**SHORT TASK A**
In the rows below, repeat exactly the lines that begin at the line containing "of the downtown" and end after the line containing "[(227, 252), (314, 257), (404, 255)]".

BEGIN PROVIDED TEXT

The following formalizes that c is trusted based on b in skipping verification. Observe that we do not require here (yet) that b was properly generated.

[TMBC-SKIP-TRACE.1]

Let b and c be light blocks. We define skip-trace(b,c,t) if at time t there exists an h and a sequence a(1), ... a(h) s.t.

a(1) = b and
a(h) = c and
supports( a(i), a(i+1), t), for all i, 1 <= i < h.

We call such a sequence a(1), ... a(h) a verification trace.

The following formalizes that two light blocks of the same height should agree on the content of the header. Observe that b and c may disagree on the Commit. This is a special case if the canonical commit has not been decided on, that is, if b.Header.Height is the maximum height of all blocks decided upon by Tendermint at this moment.

[TMBC-SIGN-SKIP-MATCH.1]

Let a, b, c, be light blocks and t a time, we define sign-skip-match(a,b,c,t) = true iff the following implication evaluates to true:

sequ-rooted(a) and
b.Header.Height = c.Header.Height and
skip-trace(a,b,t)
skip-trace(a,c,t)

implies b.Header = c.Header.

Observe that sign-skip-match is defined via an implication. If it evaluates to false this means that the left-hand-side of the implication evaluates to true, and the right-hand-side evaluates to false. In particular, there are two different headers b and c that both can be verified from a common block a from the chain. Thus, the following describes an attack.

[TMBC-ATTACK.1]

If there exists three light blocks a, b, and c, with sign-skip-match(a,b,c,t) = false then we have an attack. We say we have an attack at height b.Header.Height and write attack(a,b,c,t).

The lightblock a need not be unique, that is, there may be several blocks that satisfy the above requirement for the same blocks b and c.

[TMBC-ATTACK.1] is a formalization of the violation of the agreement property based on the result of consensus, that is, the generated blocks.

Remark. Violation of agreement is only possible if more than 1/3 of the validators (or next validators) of some previous block deviated from the protocol. The upcoming "accountability" specification will describe how to compute a set of at least 1/3 faulty nodes from two conflicting blocks. []

There are different ways to characterize forks and attack scenarios. This specification uses the "node-based characterization of attacks" which focuses on what kinds of nodes are affected (light nodes vs. full nodes). For future reference and discussion we also provide a "block-based characterization of attacks" below.

Node-based characterization of attacks

[TMBC-MC-FORK.1]

We say there is a (main chain) fork at time t if

there are two correct full nodes i and j and
i is different from j and
i has decided on b and
j has decided on c and
there exist a such that attack(a,b,c,t).

END PROVIDED TEXT
BEGIN MATERIAL SHOWN

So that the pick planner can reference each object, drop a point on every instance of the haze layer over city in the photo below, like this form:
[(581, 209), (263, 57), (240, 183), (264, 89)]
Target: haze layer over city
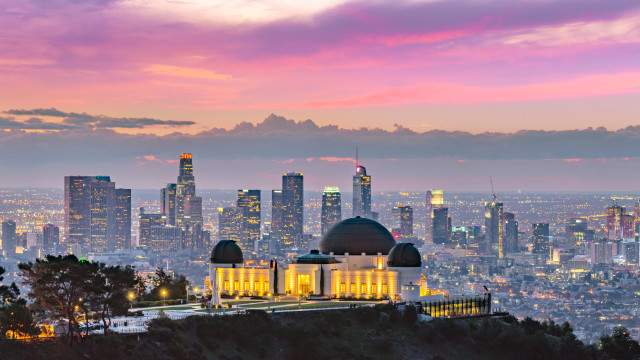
[(437, 160)]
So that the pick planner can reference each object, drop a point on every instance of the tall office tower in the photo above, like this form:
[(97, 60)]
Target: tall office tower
[(435, 199), (168, 203), (165, 238), (630, 251), (283, 219), (147, 221), (192, 211), (510, 233), (77, 210), (294, 181), (402, 220), (361, 193), (9, 237), (103, 204), (459, 236), (331, 208), (575, 226), (614, 222), (249, 205), (123, 219), (540, 237), (185, 187), (229, 224), (493, 228), (50, 238), (628, 226), (441, 226)]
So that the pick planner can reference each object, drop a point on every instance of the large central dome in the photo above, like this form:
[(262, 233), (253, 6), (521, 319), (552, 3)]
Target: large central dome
[(356, 236)]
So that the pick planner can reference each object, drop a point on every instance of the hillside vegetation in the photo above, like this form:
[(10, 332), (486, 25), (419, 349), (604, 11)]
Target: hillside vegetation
[(381, 332)]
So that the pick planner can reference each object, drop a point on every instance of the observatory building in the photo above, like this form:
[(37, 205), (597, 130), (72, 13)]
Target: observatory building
[(357, 258)]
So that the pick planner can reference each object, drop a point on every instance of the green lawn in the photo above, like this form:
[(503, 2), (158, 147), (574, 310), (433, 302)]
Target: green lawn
[(267, 304), (322, 305), (242, 302)]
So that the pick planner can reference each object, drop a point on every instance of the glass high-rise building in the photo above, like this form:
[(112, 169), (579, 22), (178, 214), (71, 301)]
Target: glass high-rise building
[(361, 193), (90, 213), (493, 228), (9, 237), (294, 181), (435, 199), (402, 220), (185, 187), (50, 238), (229, 224), (540, 240), (331, 208), (123, 219), (441, 225), (249, 205), (283, 219), (168, 203)]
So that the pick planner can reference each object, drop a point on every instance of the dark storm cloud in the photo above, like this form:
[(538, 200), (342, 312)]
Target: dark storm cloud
[(73, 120)]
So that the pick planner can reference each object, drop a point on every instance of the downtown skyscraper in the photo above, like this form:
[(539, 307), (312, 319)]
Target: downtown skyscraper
[(294, 181), (493, 229), (435, 199), (331, 208), (361, 193), (249, 205), (185, 188), (95, 216)]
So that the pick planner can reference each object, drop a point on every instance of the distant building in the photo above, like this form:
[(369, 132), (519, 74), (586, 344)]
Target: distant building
[(361, 193), (229, 224), (402, 220), (283, 219), (9, 237), (249, 205), (147, 221), (168, 203), (510, 233), (50, 238), (493, 228), (331, 208), (540, 239), (441, 225), (185, 187), (615, 215), (294, 181), (435, 199), (123, 219), (91, 209)]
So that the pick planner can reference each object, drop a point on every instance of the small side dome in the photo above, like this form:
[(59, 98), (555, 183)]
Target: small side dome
[(227, 252), (314, 257), (404, 255)]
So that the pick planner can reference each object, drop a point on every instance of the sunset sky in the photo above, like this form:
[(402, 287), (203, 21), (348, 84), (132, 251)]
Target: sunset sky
[(543, 95)]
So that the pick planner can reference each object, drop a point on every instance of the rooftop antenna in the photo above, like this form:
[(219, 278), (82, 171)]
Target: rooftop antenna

END MATERIAL SHOWN

**SHORT TASK B**
Reproduce the light-block specification above word for word, starting at "skip-trace(a,c,t)" and stopping after "and write attack(a,b,c,t).".

**WRITTEN RESPONSE A**
So that the pick planner can reference each object, drop a point on every instance of the downtown skyscraper in the photo above, like this form:
[(539, 307), (312, 319)]
Target: downtown skyscraper
[(294, 181), (493, 229), (435, 199), (331, 208), (361, 193), (249, 205), (185, 188), (95, 216)]
So that the pick planner can reference each object, drop a point on every instance of the distant building in the photo above, like this form:
[(369, 132), (519, 74), (586, 344)]
Target: distant building
[(361, 193), (229, 224), (402, 220), (283, 219), (9, 237), (249, 205), (147, 221), (168, 203), (510, 233), (50, 238), (493, 228), (331, 208), (540, 239), (441, 225), (185, 187), (615, 215), (294, 181), (435, 199), (123, 219), (91, 209)]
So that the pick planner can reference each object, drop a point on every instance of the small side dome in the photo above, like this form:
[(59, 98), (555, 183)]
Target: small side dome
[(227, 252), (314, 257), (404, 255)]

**WRITTEN RESPONSE B**
skip-trace(a,c,t)

implies b.Header = c.Header.

Observe that sign-skip-match is defined via an implication. If it evaluates to false this means that the left-hand-side of the implication evaluates to true, and the right-hand-side evaluates to false. In particular, there are two different headers b and c that both can be verified from a common block a from the chain. Thus, the following describes an attack.

[TMBC-ATTACK.1]

If there exists three light blocks a, b, and c, with sign-skip-match(a,b,c,t) = false then we have an attack. We say we have an attack at height b.Header.Height and write attack(a,b,c,t).